> [EXERCISES]
• a. Repeat the passage of the swap data reporting article between "The Securities and" and "transparent and efficient.", inclusive.
• b. In the swap data reporting article, how long does the comment period run?
• c. Take the swap data reporting article further, picking up after its final sentence.

> [PAGE TEXT]
◆ ◆ ◆ ◆ ◆ ◆ ◆

SEC and CFTC Seek Public Input to Overhaul Swap Data Reporting Rules

The Securities and Exchange Commission and the Commodity Futures Trading Commission jointly opened a public comment period on Wednesday, asking market participants and the general public for feedback on how to simplify and harmonize swap data reporting requirements. The regulators say the push is meant to cut compliance costs and reduce complexity for firms that report derivative trades, while making the market more transparent and efficient.

Why the regulators are acting now

Swap data reporting has been a tangled web for years. After the 2010 Dodd-Frank Act mandated that most over-the-counter derivatives be reported to trade repositories, the SEC and CFTC each wrote their own rules. The result: overlapping, sometimes conflicting data fields, formats, and timelines. That forces firms to maintain separate systems for each regulator – a cost they eventually pass on to clients. The agencies say harmonizing the rules could save the industry millions and give them cleaner data to spot systemic risk.

The request for comment covers both the SEC's Regulation SBSR and the CFTC's Part 43 and Part 45 rules. Topics include data elements, reporting timeframes, error correction procedures, and how to handle new derivative types like digital-asset swaps.

What the agencies want to hear

The SEC and CFTC have posted a list of more than 60 specific questions. They want to know which data fields are redundant, whether real-time vs. end-of-day reporting makes sense for different products, and how to align definitions across the two rulebooks. They are also asking about the cost of compliance today – broken down by firm size – and which changes would deliver the biggest bang for the buck. The comment period runs for 60 days after publication in the Federal Register, which is expected within the next week.

◆ ◆ ◆ ◆ ◆ ◆ ◆

> [RECORDED DATA]

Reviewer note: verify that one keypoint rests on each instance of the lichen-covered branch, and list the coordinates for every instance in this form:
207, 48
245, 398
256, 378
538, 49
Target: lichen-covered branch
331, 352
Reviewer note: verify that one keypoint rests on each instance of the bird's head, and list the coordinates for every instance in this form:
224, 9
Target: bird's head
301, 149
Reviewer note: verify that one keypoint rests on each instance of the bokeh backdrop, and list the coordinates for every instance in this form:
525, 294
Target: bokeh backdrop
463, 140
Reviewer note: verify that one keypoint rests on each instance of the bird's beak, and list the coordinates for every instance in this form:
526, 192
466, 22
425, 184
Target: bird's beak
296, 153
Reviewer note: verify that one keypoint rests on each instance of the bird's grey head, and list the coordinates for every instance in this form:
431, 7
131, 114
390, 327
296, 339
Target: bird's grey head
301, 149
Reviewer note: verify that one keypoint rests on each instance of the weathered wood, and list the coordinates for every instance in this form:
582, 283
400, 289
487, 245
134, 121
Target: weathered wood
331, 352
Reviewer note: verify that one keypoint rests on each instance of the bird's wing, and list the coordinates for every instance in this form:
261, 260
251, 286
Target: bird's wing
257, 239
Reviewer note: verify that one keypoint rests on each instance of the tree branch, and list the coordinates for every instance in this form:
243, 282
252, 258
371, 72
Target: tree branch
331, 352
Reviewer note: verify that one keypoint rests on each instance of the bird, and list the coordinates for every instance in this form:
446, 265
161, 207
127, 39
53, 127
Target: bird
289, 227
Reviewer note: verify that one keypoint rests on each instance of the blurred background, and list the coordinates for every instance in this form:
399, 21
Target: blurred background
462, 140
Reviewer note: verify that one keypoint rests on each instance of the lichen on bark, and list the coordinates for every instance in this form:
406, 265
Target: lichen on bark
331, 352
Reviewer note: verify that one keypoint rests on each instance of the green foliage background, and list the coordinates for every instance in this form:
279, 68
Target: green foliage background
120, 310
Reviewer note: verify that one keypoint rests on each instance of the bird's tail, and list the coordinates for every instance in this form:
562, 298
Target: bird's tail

◆ ◆ ◆ ◆ ◆ ◆ ◆

> [RESPONSES]
• a.
The Securities and Exchange Commission and the Commodity Futures Trading Commission jointly opened a public comment period on Wednesday, asking market participants and the general public for feedback on how to simplify and harmonize swap data reporting requirements. The regulators say the push is meant to cut compliance costs and reduce complexity for firms that report derivative trades, while making the market more transparent and efficient.

• b. It runs for 60 days after publication in the Federal Register.

• c.
No specific industry group or company has publicly endorsed the proposal yet. But trade associations representing banks, hedge funds, and asset managers have long complained about the current two-regulator setup. Any final rule would still have to be voted on by the SEC and CFTC commissioners, so the timeline for actual change remains unclear.

A rare joint effort

Joint rulemakings between the two agencies are uncommon. The SEC and CFTC have different legal mandates and cultures – the SEC focuses on investor protection, the CFTC on market integrity and preventing manipulation. Past attempts to align derivatives rules have stalled. This time, both chairs have made harmonization a priority, and the comment request is seen as a sign they are willing to compromise.

Still, the details matter. If the agencies settle on a minimum set of data fields that both can live with, that could mean less information for the public and for regulators themselves. Some transparency advocates worry that streamlining could dumb down the data. The comment period is meant to surface those trade-offs.

The deadline for submitting comments will be 60 days from the Federal Register publication date. After that, the agencies will review the feedback and draft a proposal – a process that could take months or even years.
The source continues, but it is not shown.